Collected data:
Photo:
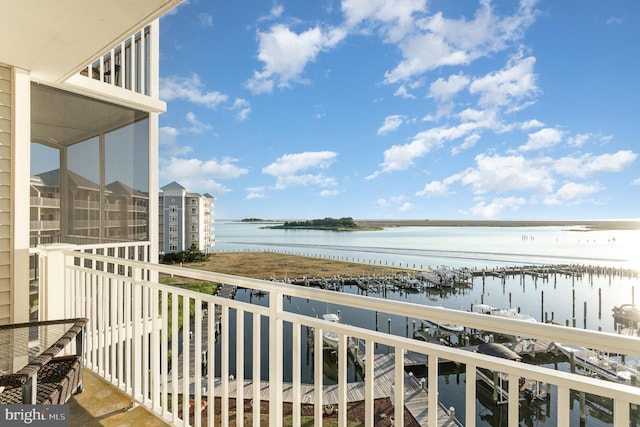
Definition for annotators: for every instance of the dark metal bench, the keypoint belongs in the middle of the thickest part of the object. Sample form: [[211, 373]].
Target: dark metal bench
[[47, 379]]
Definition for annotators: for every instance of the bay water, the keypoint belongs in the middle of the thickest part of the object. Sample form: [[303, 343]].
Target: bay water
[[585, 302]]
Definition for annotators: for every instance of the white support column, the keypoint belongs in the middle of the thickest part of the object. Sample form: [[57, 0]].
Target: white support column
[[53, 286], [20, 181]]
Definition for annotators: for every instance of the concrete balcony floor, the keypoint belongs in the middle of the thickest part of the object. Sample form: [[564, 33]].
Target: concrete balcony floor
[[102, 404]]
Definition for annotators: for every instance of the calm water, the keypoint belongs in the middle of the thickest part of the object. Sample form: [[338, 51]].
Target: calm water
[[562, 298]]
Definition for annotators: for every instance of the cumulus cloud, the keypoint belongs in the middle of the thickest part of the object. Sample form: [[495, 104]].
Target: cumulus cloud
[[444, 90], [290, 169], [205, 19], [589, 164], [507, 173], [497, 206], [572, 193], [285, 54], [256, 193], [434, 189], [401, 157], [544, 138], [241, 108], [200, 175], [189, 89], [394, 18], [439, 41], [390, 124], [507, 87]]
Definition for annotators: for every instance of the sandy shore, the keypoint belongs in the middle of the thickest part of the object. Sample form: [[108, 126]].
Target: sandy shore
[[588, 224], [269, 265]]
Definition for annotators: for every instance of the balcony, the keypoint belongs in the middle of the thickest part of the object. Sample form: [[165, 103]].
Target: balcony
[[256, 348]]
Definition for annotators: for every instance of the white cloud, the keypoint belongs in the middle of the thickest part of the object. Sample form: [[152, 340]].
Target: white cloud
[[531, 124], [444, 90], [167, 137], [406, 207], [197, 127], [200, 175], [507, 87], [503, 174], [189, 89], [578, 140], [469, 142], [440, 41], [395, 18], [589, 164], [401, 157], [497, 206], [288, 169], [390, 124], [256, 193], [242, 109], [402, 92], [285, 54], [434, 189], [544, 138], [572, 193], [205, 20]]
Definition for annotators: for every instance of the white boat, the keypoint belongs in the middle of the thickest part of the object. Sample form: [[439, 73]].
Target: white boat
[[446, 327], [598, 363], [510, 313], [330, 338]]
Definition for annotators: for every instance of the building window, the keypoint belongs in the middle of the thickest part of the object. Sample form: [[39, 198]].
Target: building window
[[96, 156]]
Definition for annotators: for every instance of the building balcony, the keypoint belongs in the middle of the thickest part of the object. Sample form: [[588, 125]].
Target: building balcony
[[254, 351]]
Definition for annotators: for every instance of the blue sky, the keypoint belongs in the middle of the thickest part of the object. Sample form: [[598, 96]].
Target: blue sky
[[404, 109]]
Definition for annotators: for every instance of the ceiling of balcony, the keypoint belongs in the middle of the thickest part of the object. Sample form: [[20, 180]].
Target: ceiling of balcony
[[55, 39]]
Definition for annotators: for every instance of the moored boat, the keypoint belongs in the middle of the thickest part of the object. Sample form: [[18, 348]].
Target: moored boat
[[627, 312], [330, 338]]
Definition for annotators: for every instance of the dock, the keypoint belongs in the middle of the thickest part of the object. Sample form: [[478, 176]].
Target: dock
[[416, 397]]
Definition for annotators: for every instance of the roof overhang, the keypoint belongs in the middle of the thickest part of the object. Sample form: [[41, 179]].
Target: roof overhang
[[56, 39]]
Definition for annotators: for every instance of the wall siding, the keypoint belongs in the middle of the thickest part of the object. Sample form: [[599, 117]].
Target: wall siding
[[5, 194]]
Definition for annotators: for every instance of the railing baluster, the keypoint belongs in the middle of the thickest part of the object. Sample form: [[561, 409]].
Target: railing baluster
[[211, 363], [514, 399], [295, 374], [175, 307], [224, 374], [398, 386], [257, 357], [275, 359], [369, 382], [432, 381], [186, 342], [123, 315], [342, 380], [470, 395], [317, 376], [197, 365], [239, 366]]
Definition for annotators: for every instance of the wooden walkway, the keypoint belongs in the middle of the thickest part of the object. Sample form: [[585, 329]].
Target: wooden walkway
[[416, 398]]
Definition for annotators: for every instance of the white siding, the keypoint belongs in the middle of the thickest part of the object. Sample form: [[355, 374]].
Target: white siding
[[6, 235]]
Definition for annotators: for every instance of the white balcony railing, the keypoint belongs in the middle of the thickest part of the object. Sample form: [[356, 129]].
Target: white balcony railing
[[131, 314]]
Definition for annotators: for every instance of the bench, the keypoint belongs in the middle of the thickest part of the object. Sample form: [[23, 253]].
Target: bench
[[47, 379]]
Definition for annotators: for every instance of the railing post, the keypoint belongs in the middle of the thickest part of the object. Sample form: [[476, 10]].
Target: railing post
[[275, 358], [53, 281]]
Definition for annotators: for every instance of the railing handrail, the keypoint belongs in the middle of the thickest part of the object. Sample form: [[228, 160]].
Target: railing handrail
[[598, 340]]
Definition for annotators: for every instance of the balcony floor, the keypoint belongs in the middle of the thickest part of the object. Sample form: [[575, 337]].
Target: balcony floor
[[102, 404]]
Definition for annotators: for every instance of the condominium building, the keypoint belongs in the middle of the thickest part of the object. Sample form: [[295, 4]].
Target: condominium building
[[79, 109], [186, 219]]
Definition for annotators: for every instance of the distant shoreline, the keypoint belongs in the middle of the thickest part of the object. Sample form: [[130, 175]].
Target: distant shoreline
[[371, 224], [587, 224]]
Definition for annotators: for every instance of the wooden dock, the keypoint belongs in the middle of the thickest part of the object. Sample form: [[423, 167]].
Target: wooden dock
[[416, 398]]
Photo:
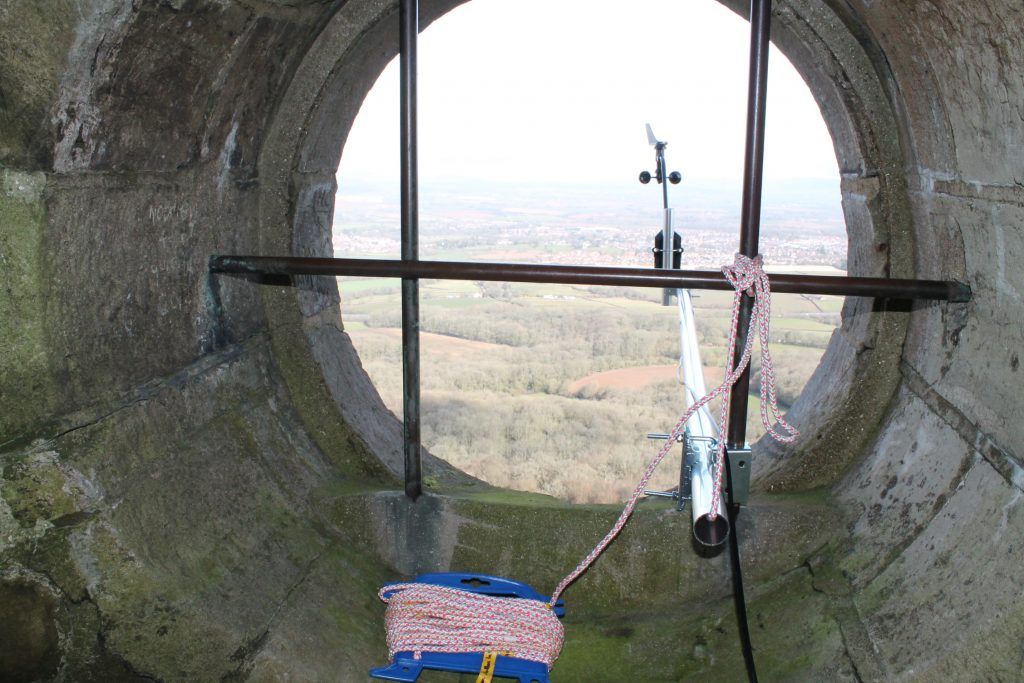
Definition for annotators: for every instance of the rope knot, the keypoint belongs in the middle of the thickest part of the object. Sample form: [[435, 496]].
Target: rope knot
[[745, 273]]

• **GOAL**
Recast all the entries above as a JSON list of strings, with one string for each line. Skip blank lines and leave the pictures out.

• **SOLUTION TO THIS EXERCISE**
[
  "Photo:",
  "Definition for annotators: for every instance of the dark metal bench, the keypoint belongs in the middle of the thickest part of the object. Sample form: [[211, 373]].",
  "Target: dark metal bench",
  "[[47, 379]]",
  "Definition for annotators: for every instance of the bay water, the keypoint belongs in the middle of the thickest part of the object. Sample form: [[303, 343]].",
  "Target: bay water",
  "[[585, 302]]",
  "Definition for annotators: for every instance of the white support column, the keypoint belongs in the middle of the thickest part of the object. Sample form: [[57, 0]].",
  "Target: white support column",
  "[[53, 286], [20, 181]]",
  "Definition for annotators: for every instance of the concrete balcony floor, the keypoint belongs in the middle of the thickest part of the object. Sample form: [[564, 33]].",
  "Target: concrete balcony floor",
  "[[102, 404]]",
  "Definition for annotators: for every instance of the calm water, the keypoint belongs in the middle of the thickest part of the object. Sample form: [[338, 51]].",
  "Target: calm water",
  "[[562, 298]]",
  "Definition for annotators: for every instance of the cumulus cloud, the keypoint belongs in the middle of the thickest part of the object. Sample form: [[495, 104]].",
  "Target: cumulus cloud",
  "[[444, 90], [290, 169], [205, 19], [589, 164], [507, 173], [497, 206], [572, 193], [285, 54], [256, 193], [434, 189], [401, 157], [544, 138], [241, 108], [200, 175], [189, 89], [394, 18], [439, 41], [390, 124], [507, 87]]",
  "Definition for annotators: for every instance of the sandy shore, the keypoint belongs in the middle of the thickest part of the object. Sample form: [[108, 126]].",
  "Target: sandy shore",
  "[[588, 224], [269, 265]]",
  "Definition for annotators: for every instance of the balcony, the keypoint belongs in the middle of the thickest part of the object. Sample form: [[165, 103]].",
  "Target: balcony",
  "[[256, 348]]",
  "Definition for annotators: for every instance of the white cloud, the keypoint belongs in the middle of the thickest part of the object. Sample form: [[152, 340]].",
  "Target: white cloud",
  "[[531, 124], [444, 90], [167, 137], [406, 207], [197, 127], [200, 175], [507, 87], [503, 174], [189, 89], [578, 140], [469, 142], [440, 41], [395, 18], [589, 164], [401, 157], [497, 206], [288, 169], [390, 124], [256, 193], [242, 109], [402, 92], [285, 54], [434, 189], [544, 138], [572, 193], [205, 20]]",
  "Definition for annotators: for every instance of the white boat, the keypoint belongs in the middle of the thickest part of the object. Sample form: [[439, 73]].",
  "Target: white boat",
  "[[446, 327], [598, 363], [510, 313], [330, 338]]",
  "Definition for annotators: for every instance of the building window, the keypoint belongs in the middle of the thickest part of the object. Sample form: [[39, 198]].",
  "Target: building window",
  "[[96, 156]]",
  "Definition for annotators: for every instance of the building balcony, the keypoint belongs in the middle of the thickest part of the object. Sample form: [[588, 125]].",
  "Target: building balcony",
  "[[254, 351]]",
  "Definition for annotators: for every instance of the blue sky, the keypoint belongs in the middle of the thickest part of the object. Sample form: [[598, 96]].",
  "Target: blue sky",
  "[[404, 109]]",
  "Definition for annotators: for every instance of the ceiling of balcony, the keypoint belongs in the middle of the thickest part of the object. Sample form: [[20, 180]].",
  "Target: ceiling of balcony",
  "[[55, 39]]",
  "Definition for annotators: for every instance of the moored boat, the keypoint belongs in the middle of the thickest part of the object. Sample form: [[18, 348]].",
  "Target: moored boat",
  "[[627, 312], [330, 338]]",
  "Definition for annotators: for every instance of the dock, the keypoint belongs in the middle of the thickest part of the object. Sample form: [[478, 176]].",
  "Target: dock",
  "[[416, 397]]",
  "Definition for annotators: for every instance of the roof overhang, the keypoint belongs in the middle of the thickest part of the object. Sample form: [[41, 179]].",
  "Target: roof overhang",
  "[[56, 39]]",
  "Definition for annotators: for every instance of the wall siding, the keypoint belongs in the middle of the thickest part of the object. Sample form: [[599, 117]].",
  "Target: wall siding",
  "[[5, 194]]",
  "Definition for annotators: for every instance of the railing baluster, the keypoint belongs in the middle of the thickest part of the object. Sample form: [[561, 409]].",
  "Target: railing baluster",
  "[[211, 363], [514, 399], [295, 374], [175, 307], [224, 374], [398, 386], [257, 357], [275, 359], [369, 382], [432, 381], [186, 342], [123, 315], [342, 380], [470, 395], [317, 376], [197, 365], [239, 366]]",
  "Definition for annotators: for every instance of the wooden walkway, the keypoint belongs in the middle of the thickest part of the object. Sample form: [[585, 329]].",
  "Target: wooden walkway",
  "[[416, 398]]",
  "Definition for annotators: for every instance of the white siding, the keypoint belongs in the middle of the thickest part of the object. Sample form: [[355, 374]].",
  "Target: white siding",
  "[[6, 235]]",
  "Definition for annotators: for every instance of the white balcony railing, the keypoint belongs in the middle of the thickest part of the object. Sample form: [[356, 129]].",
  "Target: white balcony railing",
  "[[131, 314]]",
  "Definition for annotators: for every instance of the bench, the keypoint belongs in the middle of the thickest part of the object. Sample form: [[23, 253]].",
  "Target: bench",
  "[[47, 379]]",
  "Definition for annotators: for every instance of the railing post, the keypoint belongs in the middle of the thickest part of the object. Sample form: [[476, 10]].",
  "Target: railing post",
  "[[275, 358], [53, 281]]",
  "Definition for annotators: for every instance of the railing handrail, the keypoint belongs in the middle of the thickest part of the object. Sample form: [[228, 160]].",
  "Target: railing handrail",
  "[[598, 340]]",
  "Definition for annotators: for every instance of the balcony floor, the keypoint belongs in the middle of the thickest part of the object. Sample form: [[575, 337]].",
  "Target: balcony floor",
  "[[102, 404]]",
  "Definition for annotators: for every instance of the condominium building, the keypoint belongs in the middle of the thickest part of the object. Sample form: [[295, 4]].",
  "Target: condominium building",
  "[[79, 109], [186, 219]]",
  "Definition for annotators: for every instance of the distant shoreline, the keypoint belongs in the middle of the thickest part of the object. Sample form: [[130, 175]].",
  "Target: distant shoreline",
  "[[371, 224], [587, 224]]",
  "Definition for annotators: for every instance of the wooden dock, the keypoint belongs in the middle of the thickest part of the object. Sample form: [[423, 167]].",
  "Target: wooden dock",
  "[[416, 398]]",
  "Photo:",
  "Definition for annotators: for every instance of the rope knot, the keypoint belongs in the middle of the thickest part of the object. Sample form: [[435, 496]].",
  "Target: rope knot",
  "[[745, 273]]"
]